• SHORT PROBLEM:
Repeat the material below exactly, with no pictures.

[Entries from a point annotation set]
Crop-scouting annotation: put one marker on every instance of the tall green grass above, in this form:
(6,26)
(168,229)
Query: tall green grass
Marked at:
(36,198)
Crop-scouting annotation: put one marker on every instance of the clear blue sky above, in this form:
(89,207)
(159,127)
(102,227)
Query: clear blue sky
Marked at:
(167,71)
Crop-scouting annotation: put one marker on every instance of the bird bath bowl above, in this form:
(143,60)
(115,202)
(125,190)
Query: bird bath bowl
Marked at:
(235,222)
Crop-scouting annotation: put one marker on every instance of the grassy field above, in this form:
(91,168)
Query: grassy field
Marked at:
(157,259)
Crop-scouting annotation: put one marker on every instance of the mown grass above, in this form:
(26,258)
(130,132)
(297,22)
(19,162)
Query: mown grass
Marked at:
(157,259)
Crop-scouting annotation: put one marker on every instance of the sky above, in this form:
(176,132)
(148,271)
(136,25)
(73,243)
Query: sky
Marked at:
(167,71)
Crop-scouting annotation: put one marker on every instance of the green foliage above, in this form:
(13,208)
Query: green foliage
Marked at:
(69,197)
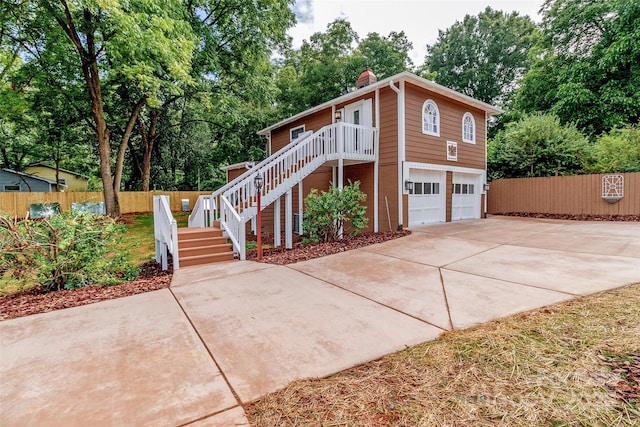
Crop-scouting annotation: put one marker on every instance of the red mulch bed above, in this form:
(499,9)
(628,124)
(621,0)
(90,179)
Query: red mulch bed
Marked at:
(300,252)
(581,217)
(152,278)
(29,302)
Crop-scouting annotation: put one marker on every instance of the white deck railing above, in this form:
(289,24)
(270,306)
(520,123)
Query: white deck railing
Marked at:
(283,170)
(165,230)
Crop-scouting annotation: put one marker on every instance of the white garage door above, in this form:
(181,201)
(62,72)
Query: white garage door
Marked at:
(427,201)
(465,200)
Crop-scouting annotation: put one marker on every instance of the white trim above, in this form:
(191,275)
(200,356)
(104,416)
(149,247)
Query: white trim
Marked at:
(246,165)
(446,168)
(404,76)
(473,124)
(437,124)
(296,128)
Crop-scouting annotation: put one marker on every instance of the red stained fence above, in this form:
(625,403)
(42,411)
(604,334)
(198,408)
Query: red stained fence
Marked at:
(568,195)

• SOLUTION FOR THIS TASK:
Crop-scouting annotation: put one marker on every instance of the tall green grass above, in this form:
(6,26)
(168,229)
Query: tall green grass
Marked at:
(36,198)
Crop-scouting annotation: put one marker on every instance of the clear blue sky above, in this form:
(89,207)
(159,127)
(102,227)
Query: clear blue sky
Marked at:
(167,71)
Crop-scouting annotation: put one marker on every instance of the bird bath bowl above, in this form:
(143,60)
(115,202)
(125,190)
Query: bird bath bowl
Marked at:
(235,222)
Crop-scouting annotation: put one marker on every instance of the grassy field above, in this form:
(91,168)
Query: grassy field
Marked at:
(157,259)
Crop-scouting annotation: put one marker on every instance of the mown grass above, in this form:
(26,258)
(130,132)
(297,22)
(19,162)
Query: mown grass
Marked at:
(157,259)
Crop-scouting annotation: put one marker on every instance of the sky above, in this form:
(176,132)
(148,271)
(136,25)
(73,243)
Query: sky
Marked at:
(167,71)
Crop-scouting annotation: put one marker on every instance of the green foliage above, in this form:
(13,208)
Query: green foliage
Marked at:
(69,197)
Crop-scouting annotation: put one marker on every instance of the red mulch bed above, in this form:
(499,9)
(628,124)
(621,0)
(90,179)
Query: red mulch bed
Marked at:
(300,252)
(581,217)
(152,278)
(29,302)
Crop-scouting annotation: put one marker on every instance of the white deck railing above, in this form:
(289,24)
(270,306)
(520,123)
Query: white deck railing
Marked at:
(283,170)
(165,230)
Crop-scouting annotation: put one marker on every instance of the white garage door above, in this form:
(181,201)
(62,72)
Query: white garage door
Marked at:
(427,201)
(465,200)
Crop-scouting annotation: put one marker on every instance of the white trim above, in this form:
(191,275)
(200,356)
(104,416)
(149,247)
Query: white trim
Marked at:
(246,165)
(446,168)
(404,76)
(473,124)
(437,124)
(296,128)
Crop-scouting annotation: put one marker on every instance of the red stained fence above, in this form:
(625,403)
(42,411)
(604,334)
(198,408)
Query: red stained fence
Marked at:
(568,195)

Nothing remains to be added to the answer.